▸ **What you need to do**
From the line that contains "of the television" to the last line of the entries, set down each line exactly as written, both ends included, with nothing else.

Referring expression pointing data:

★ ★ ★

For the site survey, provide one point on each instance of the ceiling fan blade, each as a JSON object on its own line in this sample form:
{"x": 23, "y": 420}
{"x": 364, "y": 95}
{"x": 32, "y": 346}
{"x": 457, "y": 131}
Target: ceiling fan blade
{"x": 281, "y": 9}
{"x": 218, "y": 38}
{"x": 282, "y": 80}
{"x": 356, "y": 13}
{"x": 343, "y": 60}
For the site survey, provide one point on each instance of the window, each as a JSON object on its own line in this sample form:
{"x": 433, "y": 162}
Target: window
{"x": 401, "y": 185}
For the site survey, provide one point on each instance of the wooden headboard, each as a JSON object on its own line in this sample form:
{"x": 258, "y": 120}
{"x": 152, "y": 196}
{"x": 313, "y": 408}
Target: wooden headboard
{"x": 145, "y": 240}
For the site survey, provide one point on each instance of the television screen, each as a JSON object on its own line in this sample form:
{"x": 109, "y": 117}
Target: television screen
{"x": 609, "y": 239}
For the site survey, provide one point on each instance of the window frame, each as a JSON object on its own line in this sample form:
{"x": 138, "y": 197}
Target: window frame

★ ★ ★

▸ **Result for this exercise**
For the site survey, provide one point on each instance of the television screen, each as a JSON object on its own line in this sample form:
{"x": 109, "y": 117}
Target: television screen
{"x": 609, "y": 239}
For the site survey, provide one point on each instance of the window frame, each as a JSON object on its own line in this sample form:
{"x": 138, "y": 197}
Target: window frame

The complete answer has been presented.